ACTIONS TO TAKE –
1. Answer from the dating-profile post:
(a) On which dating site did the writer still have an active account?
(b) What two possible ways of discovering the account does the writer give?
(c) What does the writer plan to do with dating profiles if in a relationship again?
2. Transcribe the section of the dating-profile post that opens with the words containing "It blew up into" and closes with "my dating profiles.".

SUPPLIED TEXT –
★ ★ ★ ★ ★ ★ ★

I'm fine with it myself but not everyone is.

Last time I was in a relationship I had a still-active OKcupid account, I hadn't been using it much even before we met and honestly I just forgot about it. Unfortunately she found out the account existed... either she went to OKcupid on my computer and found it already logged in, or she was looking through my history.

It blew up into a whole big thing, to be honest it was probably indicative more of a red flag on her than on me since I'd not been using it and she was just wanting to paint me as sneaky, unfaithful and a pathological liar so that she could justify to herself the fact that she was sneaky, unfaithful and a pathological liar.

If I do ever get into a relationship again then I'll most likely just deactivate all my dating profiles.

★ ★ ★ ★ ★ ★ ★

DATASET SECTION –
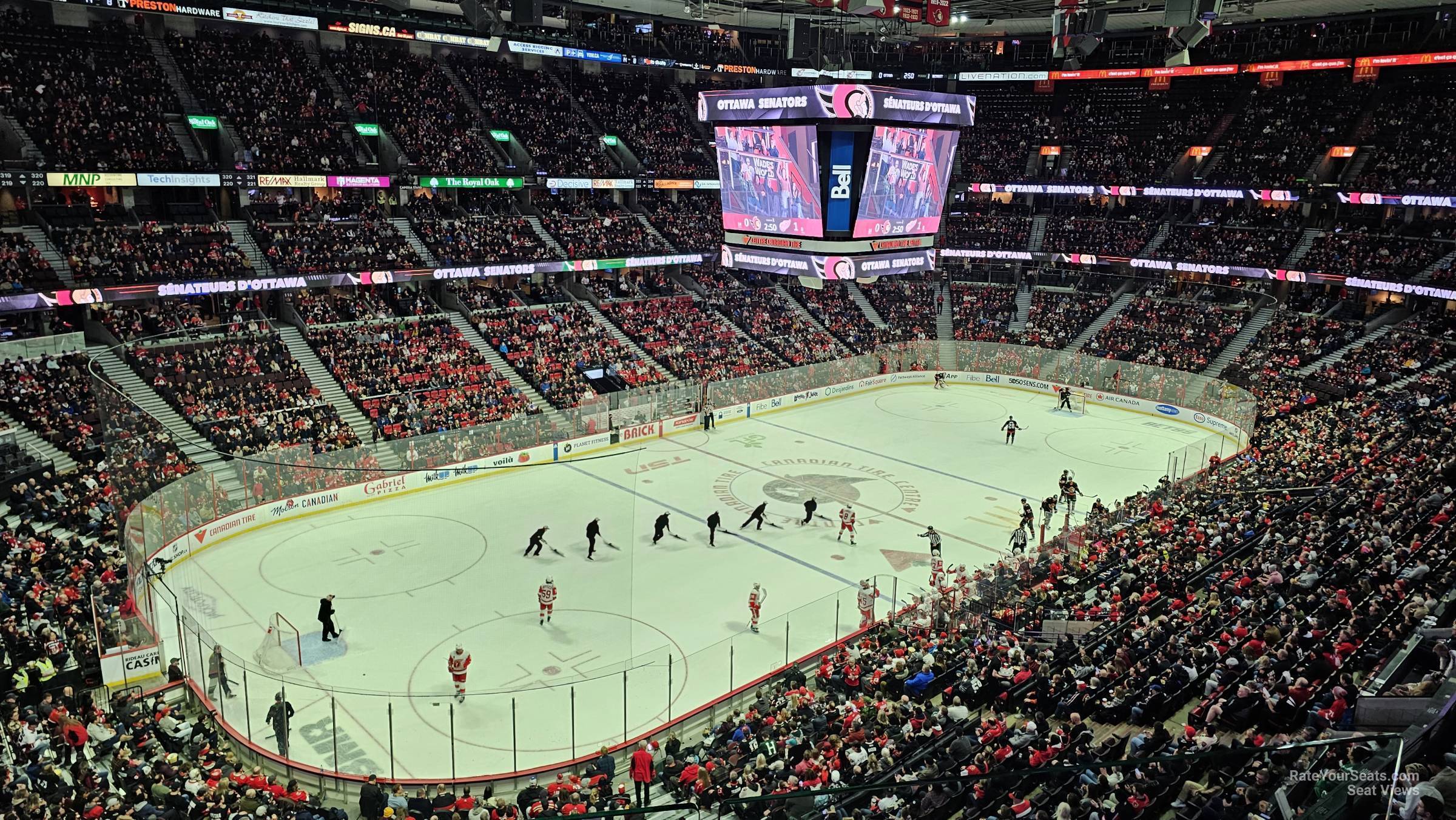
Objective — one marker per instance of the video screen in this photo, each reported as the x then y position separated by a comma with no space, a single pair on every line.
905,181
769,177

★ ★ ★ ★ ★ ★ ★

ANSWER SET –
1.
(a) OKcupid.
(b) She either went to OKcupid on the writer's computer and found it already logged in, or looked through the writer's history.
(c) Most likely deactivate all of them.

2.
It blew up into a whole big thing, to be honest it was probably indicative more of a red flag on her than on me since I'd not been using it and she was just wanting to paint me as sneaky, unfaithful and a pathological liar so that she could justify to herself the fact that she was sneaky, unfaithful and a pathological liar.

If I do ever get into a relationship again then I'll most likely just deactivate all my dating profiles.